# [Texte à lire]
Pendant la guerre, Lindbergh réalise de nombreuses missions en tant que civil pour l’US Air Force dans le Pacifique, d’abord en tant que conseiller, puis en action. Après la guerre, il sera consultant auprès du chef d’état-major de l’US Air Force et auprès de la Panamerican Airways. En 1954, Eisenhower lui redonne un titre militaire (brigadier general). Il reçoit cette même année le prix Pulitzer pour son ouvrage The Spirit of Saint Louis.
Vers la fin de sa vie, Lindbergh se concentre sur la défense de l’environnement et des espèces marines en voie de disparition. Il s’immerge aussi au sein de tribus indigènes aux Philippines et en Afrique. Il meurt en 1974 à l’âge de 72 ans sur l’île hawaïenne de Maui où il s’était retiré. Son ultime ouvrage, aux accents très autobiographiques, dans lequel Lindbergh émet des doutes quant aux bienfaits de la modernité technique et politique, est publié en 1978 à titre posthume [1].
Un engagement public controversé
Dès 1938 Lindbergh avait invité les forces occidentales à ne pas rompre l’accord de Munich et à ne pas rentrer en guerre contre l’Allemagne. Lors de son retour aux États-Unis en 1939, Lindbergh s’engage au sein de l’America First Commitee, une organisation plurielle regroupant un large panel de tendances politiques autour de l’opposition à l’engagement américain dans la guerre.

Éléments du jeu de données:
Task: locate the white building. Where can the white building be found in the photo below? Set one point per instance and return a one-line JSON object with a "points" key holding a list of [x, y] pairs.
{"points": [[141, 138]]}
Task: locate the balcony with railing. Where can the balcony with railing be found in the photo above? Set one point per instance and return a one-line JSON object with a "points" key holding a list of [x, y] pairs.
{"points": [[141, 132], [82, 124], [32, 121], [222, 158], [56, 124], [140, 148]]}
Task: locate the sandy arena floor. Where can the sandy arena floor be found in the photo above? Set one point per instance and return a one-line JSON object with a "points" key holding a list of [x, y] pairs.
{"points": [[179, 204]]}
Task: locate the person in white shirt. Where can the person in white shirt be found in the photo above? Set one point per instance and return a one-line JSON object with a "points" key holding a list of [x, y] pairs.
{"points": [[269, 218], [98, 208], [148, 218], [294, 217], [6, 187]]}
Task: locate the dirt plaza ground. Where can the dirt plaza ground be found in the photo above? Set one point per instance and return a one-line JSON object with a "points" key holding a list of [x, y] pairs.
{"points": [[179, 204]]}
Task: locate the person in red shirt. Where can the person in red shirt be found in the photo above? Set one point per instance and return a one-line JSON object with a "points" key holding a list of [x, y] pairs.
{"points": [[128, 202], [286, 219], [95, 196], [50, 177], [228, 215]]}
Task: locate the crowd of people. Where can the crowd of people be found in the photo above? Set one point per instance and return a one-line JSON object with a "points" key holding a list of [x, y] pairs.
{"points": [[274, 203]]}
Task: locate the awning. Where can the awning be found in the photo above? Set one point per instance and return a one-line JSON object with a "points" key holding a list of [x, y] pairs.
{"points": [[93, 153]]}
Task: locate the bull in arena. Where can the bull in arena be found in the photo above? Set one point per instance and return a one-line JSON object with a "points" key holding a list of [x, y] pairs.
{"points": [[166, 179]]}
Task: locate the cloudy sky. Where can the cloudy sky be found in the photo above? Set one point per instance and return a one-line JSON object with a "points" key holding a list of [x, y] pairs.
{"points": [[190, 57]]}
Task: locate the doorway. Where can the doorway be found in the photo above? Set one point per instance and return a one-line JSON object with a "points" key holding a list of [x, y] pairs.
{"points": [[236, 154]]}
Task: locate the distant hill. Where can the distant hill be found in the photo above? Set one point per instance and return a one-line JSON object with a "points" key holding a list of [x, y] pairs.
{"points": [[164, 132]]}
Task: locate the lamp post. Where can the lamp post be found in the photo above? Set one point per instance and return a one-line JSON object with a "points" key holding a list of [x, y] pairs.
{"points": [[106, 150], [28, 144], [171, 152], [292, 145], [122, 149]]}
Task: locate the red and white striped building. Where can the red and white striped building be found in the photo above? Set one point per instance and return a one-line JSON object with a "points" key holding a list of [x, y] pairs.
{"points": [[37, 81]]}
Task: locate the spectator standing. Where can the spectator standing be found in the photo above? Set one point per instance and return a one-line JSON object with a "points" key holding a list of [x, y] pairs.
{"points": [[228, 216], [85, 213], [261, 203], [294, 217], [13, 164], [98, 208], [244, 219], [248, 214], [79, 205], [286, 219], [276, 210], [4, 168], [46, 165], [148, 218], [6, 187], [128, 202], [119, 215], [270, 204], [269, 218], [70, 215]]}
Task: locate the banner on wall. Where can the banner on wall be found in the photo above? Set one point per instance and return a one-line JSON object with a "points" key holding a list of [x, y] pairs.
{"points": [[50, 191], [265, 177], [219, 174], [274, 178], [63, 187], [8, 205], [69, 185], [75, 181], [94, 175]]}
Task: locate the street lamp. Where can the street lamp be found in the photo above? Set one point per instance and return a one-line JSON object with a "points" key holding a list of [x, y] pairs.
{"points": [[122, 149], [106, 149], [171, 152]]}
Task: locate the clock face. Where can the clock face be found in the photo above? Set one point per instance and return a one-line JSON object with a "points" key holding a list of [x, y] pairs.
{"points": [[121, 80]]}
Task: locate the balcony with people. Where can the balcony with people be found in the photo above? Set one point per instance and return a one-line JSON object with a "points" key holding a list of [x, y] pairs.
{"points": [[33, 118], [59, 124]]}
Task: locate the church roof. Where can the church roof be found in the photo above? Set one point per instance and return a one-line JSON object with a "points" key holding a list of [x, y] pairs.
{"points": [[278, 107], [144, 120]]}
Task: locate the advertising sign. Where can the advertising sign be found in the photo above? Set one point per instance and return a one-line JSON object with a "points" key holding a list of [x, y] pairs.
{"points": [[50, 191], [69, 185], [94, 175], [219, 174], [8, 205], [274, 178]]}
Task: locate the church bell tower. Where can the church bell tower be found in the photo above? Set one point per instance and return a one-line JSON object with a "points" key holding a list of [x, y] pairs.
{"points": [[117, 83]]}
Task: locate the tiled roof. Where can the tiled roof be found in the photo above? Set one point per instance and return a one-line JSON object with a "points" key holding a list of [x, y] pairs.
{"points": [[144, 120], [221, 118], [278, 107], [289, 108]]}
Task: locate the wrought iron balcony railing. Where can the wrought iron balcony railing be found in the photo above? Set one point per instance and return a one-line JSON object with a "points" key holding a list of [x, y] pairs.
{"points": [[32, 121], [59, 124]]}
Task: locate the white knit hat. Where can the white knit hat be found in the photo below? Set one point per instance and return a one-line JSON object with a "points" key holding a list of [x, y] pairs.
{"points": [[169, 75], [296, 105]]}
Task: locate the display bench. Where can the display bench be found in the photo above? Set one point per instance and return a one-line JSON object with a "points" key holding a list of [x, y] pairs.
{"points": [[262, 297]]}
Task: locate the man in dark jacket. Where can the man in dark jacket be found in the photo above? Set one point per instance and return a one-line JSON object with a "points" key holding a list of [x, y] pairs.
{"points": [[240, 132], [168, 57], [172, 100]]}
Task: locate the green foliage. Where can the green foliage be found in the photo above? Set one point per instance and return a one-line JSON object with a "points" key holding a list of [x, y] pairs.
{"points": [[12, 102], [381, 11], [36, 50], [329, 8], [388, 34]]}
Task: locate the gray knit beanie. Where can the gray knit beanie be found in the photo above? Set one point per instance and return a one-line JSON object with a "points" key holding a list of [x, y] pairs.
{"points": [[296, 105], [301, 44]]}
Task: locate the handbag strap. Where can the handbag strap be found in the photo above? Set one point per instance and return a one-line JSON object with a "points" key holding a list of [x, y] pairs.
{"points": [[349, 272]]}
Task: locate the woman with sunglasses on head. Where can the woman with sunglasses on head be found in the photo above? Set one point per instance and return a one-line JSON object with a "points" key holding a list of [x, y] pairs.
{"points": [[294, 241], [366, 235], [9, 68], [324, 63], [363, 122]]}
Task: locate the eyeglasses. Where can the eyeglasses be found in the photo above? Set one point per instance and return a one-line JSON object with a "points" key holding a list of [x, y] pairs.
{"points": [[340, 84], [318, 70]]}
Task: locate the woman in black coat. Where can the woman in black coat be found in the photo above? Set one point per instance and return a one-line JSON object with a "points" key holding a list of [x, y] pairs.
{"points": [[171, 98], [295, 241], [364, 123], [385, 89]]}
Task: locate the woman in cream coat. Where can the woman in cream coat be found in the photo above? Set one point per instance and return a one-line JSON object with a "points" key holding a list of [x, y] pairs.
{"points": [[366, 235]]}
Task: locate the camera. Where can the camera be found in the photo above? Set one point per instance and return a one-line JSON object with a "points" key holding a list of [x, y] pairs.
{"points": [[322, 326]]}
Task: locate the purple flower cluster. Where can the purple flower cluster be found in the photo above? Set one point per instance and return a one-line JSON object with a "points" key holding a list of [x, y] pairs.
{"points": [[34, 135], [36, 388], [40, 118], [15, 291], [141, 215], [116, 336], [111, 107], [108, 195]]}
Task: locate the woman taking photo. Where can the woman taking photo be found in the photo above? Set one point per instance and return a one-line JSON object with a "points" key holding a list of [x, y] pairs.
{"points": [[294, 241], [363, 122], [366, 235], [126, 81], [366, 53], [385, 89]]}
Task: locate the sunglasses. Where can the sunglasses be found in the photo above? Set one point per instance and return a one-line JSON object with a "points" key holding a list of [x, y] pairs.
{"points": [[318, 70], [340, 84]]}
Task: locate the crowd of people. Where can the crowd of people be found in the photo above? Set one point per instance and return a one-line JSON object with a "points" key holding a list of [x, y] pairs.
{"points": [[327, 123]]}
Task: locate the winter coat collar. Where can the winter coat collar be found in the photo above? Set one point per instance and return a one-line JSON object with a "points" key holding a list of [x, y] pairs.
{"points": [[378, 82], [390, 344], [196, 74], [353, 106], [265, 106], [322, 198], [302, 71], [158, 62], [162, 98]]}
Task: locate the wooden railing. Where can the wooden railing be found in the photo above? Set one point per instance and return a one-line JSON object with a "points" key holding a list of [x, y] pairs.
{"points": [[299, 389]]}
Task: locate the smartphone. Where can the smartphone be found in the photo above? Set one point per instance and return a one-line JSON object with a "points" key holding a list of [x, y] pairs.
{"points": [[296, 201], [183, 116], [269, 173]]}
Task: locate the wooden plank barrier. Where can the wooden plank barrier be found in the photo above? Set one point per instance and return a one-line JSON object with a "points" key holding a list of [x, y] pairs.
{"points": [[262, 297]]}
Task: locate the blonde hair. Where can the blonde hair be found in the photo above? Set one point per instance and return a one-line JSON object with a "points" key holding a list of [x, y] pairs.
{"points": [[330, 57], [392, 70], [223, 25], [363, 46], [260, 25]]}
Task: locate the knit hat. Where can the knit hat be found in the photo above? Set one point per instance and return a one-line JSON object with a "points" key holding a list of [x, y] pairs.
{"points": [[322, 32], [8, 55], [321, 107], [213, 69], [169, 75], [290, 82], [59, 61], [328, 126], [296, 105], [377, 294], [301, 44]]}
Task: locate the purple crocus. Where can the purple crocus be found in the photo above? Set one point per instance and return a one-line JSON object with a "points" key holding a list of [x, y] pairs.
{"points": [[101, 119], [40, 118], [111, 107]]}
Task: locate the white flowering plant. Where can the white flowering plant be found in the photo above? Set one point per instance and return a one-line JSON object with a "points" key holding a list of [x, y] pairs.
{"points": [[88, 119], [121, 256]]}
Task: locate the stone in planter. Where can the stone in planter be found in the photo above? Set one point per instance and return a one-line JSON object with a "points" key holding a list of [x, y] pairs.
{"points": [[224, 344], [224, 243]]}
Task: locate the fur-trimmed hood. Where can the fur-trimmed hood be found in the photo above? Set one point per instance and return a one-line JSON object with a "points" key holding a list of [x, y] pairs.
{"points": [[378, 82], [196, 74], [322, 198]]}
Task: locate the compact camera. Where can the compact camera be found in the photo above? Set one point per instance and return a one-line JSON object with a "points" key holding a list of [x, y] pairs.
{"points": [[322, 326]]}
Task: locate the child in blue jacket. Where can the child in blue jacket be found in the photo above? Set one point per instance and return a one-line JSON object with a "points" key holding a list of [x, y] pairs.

# [Consigne 1]
Pouvez-vous recopier le passage du texte sur Lindbergh qui va de "Vers la fin" à "titre posthume [1]." ?
# [Consigne 2]
Comment traduire en anglais cette phrase du texte sur Lindbergh : « Il meurt en 1974 à l’âge de 72 ans sur l’île hawaïenne de Maui où il s’était retiré. » ?

# [Réponse 1]
Vers la fin de sa vie, Lindbergh se concentre sur la défense de l’environnement et des espèces marines en voie de disparition. Il s’immerge aussi au sein de tribus indigènes aux Philippines et en Afrique. Il meurt en 1974 à l’âge de 72 ans sur l’île hawaïenne de Maui où il s’était retiré. Son ultime ouvrage, aux accents très autobiographiques, dans lequel Lindbergh émet des doutes quant aux bienfaits de la modernité technique et politique, est publié en 1978 à titre posthume [1].

# [Réponse 2]
He died in 1974 at the age of 72 on the Hawaiian island of Maui, where he had retired.